*Problem:*
In the records below, locate the line containing "# locate decorative"; output that line and every following line through the last, exactly.

Supplied records section start

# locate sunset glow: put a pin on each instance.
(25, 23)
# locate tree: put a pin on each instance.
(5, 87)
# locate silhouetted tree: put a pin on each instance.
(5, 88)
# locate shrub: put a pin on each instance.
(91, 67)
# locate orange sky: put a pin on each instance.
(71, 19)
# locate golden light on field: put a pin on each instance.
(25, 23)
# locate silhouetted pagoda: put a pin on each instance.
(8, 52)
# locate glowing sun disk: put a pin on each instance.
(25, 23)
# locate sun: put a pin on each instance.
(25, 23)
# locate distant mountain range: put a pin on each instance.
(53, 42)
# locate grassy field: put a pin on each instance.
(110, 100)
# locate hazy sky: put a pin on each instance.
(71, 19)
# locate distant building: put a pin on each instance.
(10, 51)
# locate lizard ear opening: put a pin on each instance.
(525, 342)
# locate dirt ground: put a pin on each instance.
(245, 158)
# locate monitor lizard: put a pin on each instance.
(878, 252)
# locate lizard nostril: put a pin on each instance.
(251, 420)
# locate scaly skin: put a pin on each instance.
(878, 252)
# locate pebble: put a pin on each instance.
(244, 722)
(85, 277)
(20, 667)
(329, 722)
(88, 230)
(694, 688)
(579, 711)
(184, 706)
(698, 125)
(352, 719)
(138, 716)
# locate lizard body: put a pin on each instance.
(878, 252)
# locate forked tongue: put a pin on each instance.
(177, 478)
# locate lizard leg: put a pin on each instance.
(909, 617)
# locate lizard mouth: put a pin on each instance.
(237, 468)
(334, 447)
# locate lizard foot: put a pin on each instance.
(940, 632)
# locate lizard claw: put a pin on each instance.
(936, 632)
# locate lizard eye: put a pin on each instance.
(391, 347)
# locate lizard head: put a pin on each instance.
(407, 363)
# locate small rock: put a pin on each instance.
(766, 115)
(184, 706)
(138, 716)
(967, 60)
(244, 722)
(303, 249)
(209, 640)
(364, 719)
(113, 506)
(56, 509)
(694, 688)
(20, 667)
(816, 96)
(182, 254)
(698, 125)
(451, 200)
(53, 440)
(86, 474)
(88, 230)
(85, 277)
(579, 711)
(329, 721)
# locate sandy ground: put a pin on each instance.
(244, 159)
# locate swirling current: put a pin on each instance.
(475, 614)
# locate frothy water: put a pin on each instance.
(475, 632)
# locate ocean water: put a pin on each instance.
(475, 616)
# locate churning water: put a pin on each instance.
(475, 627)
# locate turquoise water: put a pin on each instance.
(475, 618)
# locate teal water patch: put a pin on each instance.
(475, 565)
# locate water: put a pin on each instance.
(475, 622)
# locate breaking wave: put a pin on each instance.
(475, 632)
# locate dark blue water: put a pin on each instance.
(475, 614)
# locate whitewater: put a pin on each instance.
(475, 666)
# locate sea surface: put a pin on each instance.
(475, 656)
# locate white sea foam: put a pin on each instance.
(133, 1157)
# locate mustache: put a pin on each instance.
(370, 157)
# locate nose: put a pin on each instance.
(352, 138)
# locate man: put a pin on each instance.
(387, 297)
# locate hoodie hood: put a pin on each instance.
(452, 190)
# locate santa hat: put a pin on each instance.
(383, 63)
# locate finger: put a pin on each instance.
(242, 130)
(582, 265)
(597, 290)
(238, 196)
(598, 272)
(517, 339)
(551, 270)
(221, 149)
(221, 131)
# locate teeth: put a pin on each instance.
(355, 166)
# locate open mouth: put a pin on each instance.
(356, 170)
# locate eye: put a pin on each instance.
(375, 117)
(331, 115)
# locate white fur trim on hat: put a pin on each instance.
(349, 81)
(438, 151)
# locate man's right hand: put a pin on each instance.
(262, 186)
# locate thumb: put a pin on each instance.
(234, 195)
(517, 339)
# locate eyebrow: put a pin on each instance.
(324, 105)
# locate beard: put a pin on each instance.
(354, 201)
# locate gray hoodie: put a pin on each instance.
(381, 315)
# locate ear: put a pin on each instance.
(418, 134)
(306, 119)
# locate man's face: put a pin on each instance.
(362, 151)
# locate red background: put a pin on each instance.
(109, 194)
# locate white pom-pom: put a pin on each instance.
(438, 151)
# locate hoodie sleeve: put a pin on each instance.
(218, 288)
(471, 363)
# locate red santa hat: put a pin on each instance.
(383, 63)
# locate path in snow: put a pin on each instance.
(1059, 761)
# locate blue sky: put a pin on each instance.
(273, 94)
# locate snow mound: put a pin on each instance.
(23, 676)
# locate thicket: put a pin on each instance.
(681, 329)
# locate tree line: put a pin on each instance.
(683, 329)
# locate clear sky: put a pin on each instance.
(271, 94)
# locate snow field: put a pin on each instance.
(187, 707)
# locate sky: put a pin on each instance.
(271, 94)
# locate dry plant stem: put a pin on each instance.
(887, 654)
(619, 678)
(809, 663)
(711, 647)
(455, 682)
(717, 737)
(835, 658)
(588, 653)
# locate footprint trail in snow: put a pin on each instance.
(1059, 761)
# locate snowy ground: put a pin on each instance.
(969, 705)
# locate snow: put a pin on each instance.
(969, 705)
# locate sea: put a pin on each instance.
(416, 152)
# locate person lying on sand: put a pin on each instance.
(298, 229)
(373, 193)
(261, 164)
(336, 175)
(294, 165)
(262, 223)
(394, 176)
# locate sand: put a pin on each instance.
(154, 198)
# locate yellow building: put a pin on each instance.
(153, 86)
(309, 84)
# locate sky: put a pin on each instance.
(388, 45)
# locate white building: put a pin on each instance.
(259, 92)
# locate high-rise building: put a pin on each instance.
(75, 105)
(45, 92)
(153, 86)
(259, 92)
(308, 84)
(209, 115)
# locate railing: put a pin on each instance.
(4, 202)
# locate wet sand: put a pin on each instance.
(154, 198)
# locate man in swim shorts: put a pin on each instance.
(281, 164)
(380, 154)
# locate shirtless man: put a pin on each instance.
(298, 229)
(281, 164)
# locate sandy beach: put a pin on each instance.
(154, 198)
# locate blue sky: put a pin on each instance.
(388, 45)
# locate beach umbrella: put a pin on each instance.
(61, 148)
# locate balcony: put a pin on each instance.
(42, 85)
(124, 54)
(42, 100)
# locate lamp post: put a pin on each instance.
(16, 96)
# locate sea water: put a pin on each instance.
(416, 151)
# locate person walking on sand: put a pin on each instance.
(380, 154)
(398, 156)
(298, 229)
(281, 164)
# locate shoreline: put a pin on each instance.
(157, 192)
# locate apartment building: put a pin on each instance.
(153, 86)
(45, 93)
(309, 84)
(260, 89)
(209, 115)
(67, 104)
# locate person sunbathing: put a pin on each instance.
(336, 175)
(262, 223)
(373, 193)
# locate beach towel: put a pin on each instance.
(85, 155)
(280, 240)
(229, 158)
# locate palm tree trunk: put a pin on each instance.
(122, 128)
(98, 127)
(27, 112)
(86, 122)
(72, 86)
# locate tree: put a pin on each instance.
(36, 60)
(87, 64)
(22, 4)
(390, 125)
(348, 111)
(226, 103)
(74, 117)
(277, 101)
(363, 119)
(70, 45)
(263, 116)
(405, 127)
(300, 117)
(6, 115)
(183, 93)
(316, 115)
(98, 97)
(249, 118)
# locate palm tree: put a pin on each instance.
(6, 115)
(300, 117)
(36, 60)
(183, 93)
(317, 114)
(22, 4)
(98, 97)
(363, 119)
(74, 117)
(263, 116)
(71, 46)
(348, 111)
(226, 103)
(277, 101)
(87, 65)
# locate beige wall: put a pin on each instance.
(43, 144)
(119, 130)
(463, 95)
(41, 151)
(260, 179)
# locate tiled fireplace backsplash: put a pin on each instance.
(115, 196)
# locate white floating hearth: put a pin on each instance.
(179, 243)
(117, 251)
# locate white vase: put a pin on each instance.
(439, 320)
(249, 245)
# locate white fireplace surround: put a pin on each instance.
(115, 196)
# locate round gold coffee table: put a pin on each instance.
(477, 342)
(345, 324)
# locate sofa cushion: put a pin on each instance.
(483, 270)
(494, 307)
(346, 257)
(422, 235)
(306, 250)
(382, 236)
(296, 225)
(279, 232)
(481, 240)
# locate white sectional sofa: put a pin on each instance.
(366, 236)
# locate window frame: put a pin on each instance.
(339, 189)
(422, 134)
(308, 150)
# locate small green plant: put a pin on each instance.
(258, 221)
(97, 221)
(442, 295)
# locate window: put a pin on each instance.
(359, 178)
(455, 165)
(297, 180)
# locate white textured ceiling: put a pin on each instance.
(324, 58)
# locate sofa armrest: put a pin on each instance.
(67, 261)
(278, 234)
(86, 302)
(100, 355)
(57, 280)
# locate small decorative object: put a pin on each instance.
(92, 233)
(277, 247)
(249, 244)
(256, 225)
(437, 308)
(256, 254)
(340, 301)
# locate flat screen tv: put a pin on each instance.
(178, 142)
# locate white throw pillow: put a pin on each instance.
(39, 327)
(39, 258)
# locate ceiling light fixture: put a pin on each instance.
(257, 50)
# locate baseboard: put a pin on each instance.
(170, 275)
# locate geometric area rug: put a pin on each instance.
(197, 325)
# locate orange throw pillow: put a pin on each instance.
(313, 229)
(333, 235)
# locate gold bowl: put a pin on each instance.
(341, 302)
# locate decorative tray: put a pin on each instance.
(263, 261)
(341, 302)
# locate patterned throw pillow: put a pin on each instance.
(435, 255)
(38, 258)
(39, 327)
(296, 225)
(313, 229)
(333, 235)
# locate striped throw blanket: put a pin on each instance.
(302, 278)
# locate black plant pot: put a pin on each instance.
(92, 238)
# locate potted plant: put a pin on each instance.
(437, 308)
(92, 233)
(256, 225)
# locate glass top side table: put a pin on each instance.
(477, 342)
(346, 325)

Supplied records section end

*Solution for this problem:*
# locate decorative tray: put a pin on each instance.
(263, 261)
(341, 302)
# locate patterned throw pillow: put a pin on each instance.
(435, 255)
(38, 258)
(39, 327)
(296, 225)
(313, 229)
(333, 235)
# locate striped throw blanket: put a pin on each instance.
(302, 278)
# locate black plant pot: put a pin on each instance.
(92, 238)
# locate potted plant: put a pin on each instance.
(437, 308)
(92, 233)
(256, 225)
# locate glass top side table: put a pin on each instance.
(477, 342)
(346, 325)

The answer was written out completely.